━━━ PROVIDED MATERIAL ━━━
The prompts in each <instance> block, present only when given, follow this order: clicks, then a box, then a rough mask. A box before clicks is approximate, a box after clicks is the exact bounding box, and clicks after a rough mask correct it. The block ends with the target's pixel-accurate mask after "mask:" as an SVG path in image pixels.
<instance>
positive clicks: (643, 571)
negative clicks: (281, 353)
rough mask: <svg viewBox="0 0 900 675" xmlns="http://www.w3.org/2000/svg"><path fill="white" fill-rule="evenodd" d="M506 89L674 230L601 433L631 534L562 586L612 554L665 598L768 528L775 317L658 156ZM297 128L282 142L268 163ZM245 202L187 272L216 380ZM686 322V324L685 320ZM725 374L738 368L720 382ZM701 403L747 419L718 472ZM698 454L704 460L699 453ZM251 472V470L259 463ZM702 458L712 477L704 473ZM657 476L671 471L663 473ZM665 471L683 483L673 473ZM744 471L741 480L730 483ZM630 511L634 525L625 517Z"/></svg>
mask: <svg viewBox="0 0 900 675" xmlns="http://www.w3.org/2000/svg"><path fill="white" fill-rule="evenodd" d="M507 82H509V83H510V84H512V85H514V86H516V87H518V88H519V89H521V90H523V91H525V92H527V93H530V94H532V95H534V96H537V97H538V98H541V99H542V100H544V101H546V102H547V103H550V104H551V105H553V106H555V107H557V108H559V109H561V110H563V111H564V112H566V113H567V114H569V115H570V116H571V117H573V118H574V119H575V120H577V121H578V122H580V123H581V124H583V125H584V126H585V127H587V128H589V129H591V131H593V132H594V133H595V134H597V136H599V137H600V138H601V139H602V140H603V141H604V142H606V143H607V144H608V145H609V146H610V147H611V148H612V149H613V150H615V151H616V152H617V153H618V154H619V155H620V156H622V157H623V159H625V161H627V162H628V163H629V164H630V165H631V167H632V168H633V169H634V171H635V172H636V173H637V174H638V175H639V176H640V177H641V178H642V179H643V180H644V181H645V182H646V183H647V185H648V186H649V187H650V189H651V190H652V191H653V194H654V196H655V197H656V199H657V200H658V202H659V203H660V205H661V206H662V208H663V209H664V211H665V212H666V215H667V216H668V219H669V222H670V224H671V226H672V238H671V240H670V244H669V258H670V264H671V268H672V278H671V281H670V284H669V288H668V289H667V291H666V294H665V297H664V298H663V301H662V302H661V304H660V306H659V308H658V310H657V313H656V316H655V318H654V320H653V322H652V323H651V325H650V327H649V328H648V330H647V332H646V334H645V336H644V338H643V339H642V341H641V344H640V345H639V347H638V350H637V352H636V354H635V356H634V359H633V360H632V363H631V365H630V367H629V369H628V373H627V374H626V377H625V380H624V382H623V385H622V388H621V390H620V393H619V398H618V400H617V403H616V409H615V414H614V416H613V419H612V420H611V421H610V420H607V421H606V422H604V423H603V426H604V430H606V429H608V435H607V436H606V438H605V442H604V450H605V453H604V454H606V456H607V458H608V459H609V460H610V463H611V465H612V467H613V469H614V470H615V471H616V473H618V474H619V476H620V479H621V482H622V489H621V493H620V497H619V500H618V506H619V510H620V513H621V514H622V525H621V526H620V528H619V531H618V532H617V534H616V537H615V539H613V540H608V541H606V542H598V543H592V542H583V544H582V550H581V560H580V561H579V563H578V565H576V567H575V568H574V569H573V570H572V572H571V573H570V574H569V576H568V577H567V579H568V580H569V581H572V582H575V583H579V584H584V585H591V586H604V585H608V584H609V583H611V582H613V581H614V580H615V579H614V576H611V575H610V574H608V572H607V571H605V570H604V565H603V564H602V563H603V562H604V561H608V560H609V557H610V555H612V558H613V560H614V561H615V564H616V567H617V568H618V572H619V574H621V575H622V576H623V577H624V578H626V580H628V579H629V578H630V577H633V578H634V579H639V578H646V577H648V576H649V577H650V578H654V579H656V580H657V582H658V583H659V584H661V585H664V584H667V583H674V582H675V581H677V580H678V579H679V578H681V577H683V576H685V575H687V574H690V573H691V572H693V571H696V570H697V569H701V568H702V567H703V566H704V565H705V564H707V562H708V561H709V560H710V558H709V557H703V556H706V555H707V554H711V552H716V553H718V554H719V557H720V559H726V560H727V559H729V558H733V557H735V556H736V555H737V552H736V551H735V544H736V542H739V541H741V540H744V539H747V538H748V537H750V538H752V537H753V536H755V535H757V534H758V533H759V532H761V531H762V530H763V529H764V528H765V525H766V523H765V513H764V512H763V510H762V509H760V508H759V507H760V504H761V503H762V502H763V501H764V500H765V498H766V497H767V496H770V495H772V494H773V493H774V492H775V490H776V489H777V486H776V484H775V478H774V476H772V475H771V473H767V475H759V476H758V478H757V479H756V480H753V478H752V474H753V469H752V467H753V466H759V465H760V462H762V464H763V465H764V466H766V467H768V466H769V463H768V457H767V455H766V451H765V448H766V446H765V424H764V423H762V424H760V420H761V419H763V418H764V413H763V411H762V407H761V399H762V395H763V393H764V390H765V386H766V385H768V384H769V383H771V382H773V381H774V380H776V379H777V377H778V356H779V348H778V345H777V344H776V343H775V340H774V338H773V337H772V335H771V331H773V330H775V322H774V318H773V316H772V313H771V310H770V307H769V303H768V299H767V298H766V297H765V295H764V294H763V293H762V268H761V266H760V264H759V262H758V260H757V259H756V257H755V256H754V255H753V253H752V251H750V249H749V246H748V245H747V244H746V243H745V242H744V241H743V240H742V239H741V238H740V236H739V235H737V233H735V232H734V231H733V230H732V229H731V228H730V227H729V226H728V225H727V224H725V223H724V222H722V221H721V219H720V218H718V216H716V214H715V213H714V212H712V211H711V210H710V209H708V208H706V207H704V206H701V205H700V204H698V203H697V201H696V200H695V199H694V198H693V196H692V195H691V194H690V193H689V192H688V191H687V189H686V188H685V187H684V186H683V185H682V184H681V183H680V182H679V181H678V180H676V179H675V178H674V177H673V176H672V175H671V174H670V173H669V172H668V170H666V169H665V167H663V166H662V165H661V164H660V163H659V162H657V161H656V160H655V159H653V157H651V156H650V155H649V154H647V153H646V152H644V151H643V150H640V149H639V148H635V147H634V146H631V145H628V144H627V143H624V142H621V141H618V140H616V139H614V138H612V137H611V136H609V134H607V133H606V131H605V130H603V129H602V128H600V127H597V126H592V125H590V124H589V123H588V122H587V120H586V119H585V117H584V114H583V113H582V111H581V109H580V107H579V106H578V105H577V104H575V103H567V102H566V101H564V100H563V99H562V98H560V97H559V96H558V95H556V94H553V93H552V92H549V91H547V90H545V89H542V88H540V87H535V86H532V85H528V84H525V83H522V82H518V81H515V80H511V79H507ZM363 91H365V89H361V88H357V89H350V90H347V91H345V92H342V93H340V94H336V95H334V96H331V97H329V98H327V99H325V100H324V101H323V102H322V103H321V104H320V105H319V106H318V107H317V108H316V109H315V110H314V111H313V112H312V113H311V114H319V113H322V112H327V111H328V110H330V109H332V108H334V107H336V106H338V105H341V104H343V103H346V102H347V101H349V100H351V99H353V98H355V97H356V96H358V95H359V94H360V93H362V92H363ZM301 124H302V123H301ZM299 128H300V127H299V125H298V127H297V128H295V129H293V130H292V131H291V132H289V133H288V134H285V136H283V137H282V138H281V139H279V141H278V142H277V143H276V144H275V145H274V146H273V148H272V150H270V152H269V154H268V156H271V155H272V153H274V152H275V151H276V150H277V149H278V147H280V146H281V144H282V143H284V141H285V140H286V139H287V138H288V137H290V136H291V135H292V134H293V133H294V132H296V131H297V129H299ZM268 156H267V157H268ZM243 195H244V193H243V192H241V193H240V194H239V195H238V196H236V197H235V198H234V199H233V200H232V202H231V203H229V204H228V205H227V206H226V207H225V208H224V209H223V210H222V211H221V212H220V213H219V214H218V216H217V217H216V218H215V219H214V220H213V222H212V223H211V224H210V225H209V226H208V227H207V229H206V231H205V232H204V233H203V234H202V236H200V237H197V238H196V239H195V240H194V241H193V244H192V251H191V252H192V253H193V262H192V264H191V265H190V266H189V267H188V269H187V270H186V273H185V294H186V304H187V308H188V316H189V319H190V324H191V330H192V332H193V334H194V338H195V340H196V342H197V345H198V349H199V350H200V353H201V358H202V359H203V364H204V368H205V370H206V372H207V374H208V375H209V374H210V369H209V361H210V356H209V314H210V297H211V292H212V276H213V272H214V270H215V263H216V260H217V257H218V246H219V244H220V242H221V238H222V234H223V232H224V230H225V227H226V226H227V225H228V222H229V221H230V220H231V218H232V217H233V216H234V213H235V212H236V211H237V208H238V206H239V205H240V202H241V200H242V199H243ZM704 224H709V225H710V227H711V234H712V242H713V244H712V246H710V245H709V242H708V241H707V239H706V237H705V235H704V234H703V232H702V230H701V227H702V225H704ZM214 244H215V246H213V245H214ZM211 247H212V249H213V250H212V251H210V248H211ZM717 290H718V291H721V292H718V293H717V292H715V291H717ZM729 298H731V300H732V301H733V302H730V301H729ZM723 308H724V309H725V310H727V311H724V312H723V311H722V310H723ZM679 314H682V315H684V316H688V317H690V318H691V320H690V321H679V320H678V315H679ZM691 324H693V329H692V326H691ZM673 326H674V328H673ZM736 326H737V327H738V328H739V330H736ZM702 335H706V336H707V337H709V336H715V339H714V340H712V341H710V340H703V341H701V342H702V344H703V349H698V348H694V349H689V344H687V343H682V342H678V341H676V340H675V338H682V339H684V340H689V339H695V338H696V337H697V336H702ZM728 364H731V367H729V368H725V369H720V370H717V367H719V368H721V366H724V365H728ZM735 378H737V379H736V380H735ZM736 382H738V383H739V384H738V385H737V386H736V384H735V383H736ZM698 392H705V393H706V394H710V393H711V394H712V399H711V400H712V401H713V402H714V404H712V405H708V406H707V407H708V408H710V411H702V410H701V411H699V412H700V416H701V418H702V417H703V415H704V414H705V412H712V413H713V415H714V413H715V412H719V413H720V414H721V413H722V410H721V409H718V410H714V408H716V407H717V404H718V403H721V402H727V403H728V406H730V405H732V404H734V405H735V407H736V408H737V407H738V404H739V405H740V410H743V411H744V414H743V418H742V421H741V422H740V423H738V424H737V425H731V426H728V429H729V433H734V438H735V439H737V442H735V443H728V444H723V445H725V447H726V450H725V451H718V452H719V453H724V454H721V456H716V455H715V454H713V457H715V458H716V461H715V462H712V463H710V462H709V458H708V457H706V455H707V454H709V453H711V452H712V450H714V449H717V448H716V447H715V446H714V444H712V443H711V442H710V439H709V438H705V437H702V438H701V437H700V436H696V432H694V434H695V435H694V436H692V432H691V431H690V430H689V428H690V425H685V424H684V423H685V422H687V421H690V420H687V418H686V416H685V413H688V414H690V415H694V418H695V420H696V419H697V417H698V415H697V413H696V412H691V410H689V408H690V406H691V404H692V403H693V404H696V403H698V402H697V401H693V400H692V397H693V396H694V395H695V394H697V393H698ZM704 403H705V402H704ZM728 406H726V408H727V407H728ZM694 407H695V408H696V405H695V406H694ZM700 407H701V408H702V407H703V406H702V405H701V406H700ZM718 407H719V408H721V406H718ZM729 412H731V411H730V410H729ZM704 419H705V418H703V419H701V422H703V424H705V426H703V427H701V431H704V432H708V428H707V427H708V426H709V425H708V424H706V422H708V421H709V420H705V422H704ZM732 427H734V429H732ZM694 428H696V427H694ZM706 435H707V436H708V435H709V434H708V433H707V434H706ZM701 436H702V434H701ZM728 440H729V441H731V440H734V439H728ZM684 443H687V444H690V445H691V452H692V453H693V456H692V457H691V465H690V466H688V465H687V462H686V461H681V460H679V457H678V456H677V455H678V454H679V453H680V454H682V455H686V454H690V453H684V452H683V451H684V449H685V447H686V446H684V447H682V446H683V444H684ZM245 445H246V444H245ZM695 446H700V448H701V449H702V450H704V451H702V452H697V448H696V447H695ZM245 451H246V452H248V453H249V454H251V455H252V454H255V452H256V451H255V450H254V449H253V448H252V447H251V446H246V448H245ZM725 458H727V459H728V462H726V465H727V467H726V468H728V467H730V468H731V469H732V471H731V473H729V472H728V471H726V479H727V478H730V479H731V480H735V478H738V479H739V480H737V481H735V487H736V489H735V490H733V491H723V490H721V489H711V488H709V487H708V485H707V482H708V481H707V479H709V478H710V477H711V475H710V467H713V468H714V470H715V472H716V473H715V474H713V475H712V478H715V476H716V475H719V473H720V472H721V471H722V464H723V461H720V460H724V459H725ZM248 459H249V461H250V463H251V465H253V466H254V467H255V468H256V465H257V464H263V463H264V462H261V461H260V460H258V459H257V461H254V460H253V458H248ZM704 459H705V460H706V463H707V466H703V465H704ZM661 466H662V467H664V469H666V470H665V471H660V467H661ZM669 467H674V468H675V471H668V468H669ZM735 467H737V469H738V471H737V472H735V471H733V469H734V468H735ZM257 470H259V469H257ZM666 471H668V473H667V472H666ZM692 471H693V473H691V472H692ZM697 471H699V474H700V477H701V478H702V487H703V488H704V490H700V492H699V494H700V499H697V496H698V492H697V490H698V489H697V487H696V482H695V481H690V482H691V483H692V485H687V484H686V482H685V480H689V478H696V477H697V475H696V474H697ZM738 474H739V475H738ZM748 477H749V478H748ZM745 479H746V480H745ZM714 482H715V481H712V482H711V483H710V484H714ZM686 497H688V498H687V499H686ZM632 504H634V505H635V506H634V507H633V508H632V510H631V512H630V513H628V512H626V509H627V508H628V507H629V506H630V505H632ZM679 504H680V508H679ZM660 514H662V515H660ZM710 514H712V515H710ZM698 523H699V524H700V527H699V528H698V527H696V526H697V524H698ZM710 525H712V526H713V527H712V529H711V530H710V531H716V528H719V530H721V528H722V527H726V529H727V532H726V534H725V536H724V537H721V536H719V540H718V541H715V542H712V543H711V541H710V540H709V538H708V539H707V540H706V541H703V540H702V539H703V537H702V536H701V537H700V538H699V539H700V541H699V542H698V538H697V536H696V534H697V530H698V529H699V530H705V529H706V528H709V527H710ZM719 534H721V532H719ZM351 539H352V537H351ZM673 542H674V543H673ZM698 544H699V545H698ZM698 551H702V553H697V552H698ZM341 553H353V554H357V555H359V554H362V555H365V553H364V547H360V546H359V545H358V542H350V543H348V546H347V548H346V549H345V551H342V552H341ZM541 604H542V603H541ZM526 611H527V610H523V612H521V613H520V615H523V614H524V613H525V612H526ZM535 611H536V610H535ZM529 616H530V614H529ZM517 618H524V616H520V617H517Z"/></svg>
━━━
WHAT TO DO: Both the line containing "positive clicks: (643, 571)" and the line containing "negative clicks: (281, 353)" belong in the answer. Print them and every line above that falls between them exactly, and no others.

WRITTEN REPLY:
positive clicks: (643, 571)
negative clicks: (281, 353)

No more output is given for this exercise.